**Job:** Your task is to repeat, word for word, the line containing "of the beige" and all lines that follow it to the end of the material, and no other lines.

**Provided entries:**
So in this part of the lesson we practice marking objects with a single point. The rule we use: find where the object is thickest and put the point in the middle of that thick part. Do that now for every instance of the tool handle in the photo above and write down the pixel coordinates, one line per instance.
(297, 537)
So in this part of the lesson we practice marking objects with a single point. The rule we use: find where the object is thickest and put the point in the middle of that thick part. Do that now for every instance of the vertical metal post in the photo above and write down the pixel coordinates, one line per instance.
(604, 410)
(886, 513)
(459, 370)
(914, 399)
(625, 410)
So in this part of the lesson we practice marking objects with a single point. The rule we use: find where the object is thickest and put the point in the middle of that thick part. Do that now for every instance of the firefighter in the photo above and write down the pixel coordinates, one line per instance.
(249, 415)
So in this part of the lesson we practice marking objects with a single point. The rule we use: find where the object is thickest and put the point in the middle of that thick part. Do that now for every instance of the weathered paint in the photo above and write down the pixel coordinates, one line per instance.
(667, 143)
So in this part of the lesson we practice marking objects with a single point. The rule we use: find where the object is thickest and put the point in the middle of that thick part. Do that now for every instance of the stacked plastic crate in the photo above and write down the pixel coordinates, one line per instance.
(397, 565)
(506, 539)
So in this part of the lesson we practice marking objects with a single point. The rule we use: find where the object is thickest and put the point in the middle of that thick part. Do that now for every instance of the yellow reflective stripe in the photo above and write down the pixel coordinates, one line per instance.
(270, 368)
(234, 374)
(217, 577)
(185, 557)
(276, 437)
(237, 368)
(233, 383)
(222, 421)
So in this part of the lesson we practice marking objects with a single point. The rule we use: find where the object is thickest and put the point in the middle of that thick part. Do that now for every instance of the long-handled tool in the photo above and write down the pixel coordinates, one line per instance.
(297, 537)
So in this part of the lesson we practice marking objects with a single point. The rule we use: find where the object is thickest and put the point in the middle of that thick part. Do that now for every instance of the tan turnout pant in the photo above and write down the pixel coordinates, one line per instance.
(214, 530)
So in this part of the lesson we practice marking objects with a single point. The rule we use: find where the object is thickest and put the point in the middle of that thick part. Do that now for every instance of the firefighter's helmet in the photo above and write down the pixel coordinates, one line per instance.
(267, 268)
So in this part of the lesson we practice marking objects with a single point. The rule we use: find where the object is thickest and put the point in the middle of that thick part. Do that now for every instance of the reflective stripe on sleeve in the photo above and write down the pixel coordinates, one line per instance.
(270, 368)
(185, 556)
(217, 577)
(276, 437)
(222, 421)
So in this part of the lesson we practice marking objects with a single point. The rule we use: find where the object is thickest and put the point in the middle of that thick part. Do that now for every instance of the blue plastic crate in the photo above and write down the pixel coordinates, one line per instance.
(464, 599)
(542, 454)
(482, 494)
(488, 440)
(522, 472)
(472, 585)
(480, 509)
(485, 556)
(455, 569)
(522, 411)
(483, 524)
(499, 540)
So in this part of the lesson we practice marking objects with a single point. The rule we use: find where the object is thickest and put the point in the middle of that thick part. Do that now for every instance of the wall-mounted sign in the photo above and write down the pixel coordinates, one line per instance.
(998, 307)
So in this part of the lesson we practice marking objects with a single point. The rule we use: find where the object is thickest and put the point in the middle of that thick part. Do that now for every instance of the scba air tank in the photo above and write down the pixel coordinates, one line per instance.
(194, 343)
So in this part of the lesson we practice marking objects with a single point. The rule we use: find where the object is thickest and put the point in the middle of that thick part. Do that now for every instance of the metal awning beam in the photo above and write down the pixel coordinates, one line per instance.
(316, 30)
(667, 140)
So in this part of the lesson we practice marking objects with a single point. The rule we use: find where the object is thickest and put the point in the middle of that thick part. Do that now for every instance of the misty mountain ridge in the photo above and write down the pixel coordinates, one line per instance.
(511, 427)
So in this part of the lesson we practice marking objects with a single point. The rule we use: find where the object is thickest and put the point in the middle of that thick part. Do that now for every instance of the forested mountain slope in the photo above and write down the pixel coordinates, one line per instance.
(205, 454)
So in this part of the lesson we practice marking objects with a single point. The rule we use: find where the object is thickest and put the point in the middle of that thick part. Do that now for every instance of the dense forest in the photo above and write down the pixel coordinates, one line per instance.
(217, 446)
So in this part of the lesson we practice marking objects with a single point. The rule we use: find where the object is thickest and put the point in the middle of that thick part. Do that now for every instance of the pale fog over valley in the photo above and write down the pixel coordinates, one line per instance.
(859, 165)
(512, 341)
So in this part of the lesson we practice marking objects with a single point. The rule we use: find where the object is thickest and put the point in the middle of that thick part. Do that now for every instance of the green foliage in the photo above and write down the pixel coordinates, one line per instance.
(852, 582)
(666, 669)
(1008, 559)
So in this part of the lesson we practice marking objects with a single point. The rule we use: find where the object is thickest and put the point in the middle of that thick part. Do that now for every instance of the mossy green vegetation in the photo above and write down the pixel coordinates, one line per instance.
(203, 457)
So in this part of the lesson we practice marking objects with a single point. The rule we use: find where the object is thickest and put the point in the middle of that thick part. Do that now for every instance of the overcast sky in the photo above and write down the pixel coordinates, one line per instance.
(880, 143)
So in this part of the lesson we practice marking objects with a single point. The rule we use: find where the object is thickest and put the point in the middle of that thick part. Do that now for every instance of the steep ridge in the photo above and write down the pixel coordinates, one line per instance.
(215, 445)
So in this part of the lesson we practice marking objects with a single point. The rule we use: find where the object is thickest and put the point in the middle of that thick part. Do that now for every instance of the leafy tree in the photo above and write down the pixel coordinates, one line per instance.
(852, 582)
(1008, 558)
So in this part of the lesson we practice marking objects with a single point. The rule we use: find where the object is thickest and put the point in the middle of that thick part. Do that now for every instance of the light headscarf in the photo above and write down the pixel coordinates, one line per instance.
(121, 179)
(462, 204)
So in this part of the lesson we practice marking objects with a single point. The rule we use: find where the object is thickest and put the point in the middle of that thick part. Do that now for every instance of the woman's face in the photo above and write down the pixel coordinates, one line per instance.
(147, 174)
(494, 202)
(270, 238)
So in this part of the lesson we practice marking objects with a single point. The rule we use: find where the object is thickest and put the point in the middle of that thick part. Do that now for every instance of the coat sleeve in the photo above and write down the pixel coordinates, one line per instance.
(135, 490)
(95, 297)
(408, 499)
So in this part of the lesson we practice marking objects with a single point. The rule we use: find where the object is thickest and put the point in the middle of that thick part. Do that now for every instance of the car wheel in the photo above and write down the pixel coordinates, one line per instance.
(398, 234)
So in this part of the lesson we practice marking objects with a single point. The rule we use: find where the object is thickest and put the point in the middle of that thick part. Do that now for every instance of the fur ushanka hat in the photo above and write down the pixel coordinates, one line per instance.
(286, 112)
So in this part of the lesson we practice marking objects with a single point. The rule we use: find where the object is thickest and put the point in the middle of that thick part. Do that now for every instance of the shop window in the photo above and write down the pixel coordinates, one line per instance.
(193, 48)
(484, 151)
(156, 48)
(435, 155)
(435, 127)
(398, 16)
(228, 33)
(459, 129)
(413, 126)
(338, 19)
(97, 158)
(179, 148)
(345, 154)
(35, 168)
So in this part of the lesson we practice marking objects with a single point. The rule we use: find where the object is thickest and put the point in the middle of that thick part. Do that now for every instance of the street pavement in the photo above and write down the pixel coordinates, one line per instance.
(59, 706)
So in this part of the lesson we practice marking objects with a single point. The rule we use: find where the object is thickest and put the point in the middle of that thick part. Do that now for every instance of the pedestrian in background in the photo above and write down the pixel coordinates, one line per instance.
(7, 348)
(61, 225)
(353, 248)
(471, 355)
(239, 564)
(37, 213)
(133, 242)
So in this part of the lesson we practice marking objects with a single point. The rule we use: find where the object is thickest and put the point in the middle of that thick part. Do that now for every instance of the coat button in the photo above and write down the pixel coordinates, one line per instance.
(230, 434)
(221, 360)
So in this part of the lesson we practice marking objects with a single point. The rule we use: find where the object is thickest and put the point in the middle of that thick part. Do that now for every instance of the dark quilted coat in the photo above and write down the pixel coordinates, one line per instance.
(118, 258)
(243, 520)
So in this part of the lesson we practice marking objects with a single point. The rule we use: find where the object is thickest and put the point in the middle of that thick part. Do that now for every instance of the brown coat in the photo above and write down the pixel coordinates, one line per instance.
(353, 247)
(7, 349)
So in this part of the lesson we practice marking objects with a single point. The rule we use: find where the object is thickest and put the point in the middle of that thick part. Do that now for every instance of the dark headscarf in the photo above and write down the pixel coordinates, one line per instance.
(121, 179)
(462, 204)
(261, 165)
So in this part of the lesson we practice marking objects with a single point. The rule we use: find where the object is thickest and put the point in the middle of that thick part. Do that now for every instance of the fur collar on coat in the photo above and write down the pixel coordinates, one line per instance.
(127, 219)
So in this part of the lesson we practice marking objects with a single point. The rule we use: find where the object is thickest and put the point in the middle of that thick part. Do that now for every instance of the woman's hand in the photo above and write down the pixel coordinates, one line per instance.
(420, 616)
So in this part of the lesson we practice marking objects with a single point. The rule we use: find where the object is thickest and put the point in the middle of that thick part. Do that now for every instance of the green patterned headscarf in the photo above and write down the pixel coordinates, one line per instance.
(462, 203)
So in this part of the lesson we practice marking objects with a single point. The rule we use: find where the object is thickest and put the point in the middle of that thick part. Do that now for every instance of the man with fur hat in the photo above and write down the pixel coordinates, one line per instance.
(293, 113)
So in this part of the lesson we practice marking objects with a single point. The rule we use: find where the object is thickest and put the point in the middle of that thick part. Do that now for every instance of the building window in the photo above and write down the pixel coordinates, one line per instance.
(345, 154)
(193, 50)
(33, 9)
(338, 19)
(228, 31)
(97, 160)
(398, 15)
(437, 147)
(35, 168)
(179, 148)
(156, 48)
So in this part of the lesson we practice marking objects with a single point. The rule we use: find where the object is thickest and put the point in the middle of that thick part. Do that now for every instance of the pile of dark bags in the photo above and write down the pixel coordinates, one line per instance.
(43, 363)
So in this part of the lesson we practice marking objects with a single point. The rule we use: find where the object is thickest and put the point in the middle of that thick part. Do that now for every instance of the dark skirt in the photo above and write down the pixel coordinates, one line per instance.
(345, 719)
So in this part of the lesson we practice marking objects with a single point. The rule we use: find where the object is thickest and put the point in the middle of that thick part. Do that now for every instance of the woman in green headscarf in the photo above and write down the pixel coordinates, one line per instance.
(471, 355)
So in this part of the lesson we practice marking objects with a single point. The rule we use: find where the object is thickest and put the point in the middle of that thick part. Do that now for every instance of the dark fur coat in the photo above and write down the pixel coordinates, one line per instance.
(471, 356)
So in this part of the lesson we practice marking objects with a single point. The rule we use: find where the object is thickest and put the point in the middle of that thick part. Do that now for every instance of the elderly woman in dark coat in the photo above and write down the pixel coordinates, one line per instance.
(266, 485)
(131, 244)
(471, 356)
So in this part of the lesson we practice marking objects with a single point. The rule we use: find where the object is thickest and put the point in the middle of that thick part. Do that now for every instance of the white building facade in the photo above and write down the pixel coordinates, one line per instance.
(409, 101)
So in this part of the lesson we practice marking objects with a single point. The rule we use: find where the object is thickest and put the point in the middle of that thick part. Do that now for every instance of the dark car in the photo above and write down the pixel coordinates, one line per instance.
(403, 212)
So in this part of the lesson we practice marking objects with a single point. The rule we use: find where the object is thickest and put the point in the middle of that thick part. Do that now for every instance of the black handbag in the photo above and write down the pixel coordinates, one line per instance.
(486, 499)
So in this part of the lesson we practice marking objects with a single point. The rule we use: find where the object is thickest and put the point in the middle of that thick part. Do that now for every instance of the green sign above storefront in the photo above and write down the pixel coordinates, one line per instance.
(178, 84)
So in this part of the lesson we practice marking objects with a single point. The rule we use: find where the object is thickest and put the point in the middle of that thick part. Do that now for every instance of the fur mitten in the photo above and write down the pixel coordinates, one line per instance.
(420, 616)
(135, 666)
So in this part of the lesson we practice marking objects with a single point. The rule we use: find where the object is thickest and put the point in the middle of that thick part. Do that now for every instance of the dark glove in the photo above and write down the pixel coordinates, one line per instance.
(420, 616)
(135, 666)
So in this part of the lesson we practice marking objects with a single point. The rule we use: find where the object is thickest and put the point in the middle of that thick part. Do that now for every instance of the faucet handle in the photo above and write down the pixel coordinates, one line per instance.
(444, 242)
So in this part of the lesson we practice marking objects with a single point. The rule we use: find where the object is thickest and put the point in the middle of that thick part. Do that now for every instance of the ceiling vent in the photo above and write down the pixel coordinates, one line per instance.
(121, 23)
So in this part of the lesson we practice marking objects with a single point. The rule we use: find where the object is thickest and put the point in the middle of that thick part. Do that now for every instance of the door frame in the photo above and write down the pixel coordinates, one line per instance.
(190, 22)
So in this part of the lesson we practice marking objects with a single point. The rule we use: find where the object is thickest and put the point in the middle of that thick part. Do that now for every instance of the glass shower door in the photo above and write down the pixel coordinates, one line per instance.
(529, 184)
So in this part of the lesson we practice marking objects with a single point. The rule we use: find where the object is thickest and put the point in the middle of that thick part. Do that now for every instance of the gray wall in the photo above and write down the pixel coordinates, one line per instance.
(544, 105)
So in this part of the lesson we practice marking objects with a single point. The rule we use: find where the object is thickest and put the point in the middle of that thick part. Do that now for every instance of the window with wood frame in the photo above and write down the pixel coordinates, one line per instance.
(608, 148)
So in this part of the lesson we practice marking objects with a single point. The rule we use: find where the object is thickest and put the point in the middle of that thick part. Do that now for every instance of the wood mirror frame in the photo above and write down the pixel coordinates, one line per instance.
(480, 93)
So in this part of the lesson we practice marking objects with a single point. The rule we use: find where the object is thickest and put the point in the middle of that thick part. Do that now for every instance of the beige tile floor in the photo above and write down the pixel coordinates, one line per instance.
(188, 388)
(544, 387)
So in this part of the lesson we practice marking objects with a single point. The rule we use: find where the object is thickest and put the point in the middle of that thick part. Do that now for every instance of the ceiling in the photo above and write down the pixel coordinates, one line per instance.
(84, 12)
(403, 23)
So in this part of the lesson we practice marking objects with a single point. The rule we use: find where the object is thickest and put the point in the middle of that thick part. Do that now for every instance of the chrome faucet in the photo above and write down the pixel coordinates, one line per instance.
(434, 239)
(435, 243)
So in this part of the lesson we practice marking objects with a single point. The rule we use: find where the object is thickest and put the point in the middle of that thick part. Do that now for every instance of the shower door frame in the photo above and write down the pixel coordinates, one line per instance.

**Exercise result:**
So in this part of the lesson we practice marking objects with a single point. The rule we use: find where the object is thickest and put the point in the middle of that thick part. Do that now for every instance of the beige tile floor in the photo above and write down the pixel coordinates, one line per instance.
(188, 388)
(544, 387)
So in this part of the lesson we practice marking objects with a single point. The rule we use: find where the object is thickest and put the point in the middle of that thick part. Do that now for every instance of the ceiling in the photo above and write down the pixel coordinates, one line per instance.
(84, 12)
(403, 23)
So in this part of the lesson we practice marking objects with a single point. The rule we use: find where the object is thickest and put the point in the middle of that thick part. Do that now for every instance of the chrome faucet in the photo above and write down the pixel coordinates, one line per instance.
(434, 239)
(435, 243)
So in this part of the lesson we practice marking objects with a single point. The rule we use: find where the object is thickest and put the point in the middle of that thick part. Do that now for every instance of the shower door frame in the photo above and write down the pixel coordinates, one line per instance.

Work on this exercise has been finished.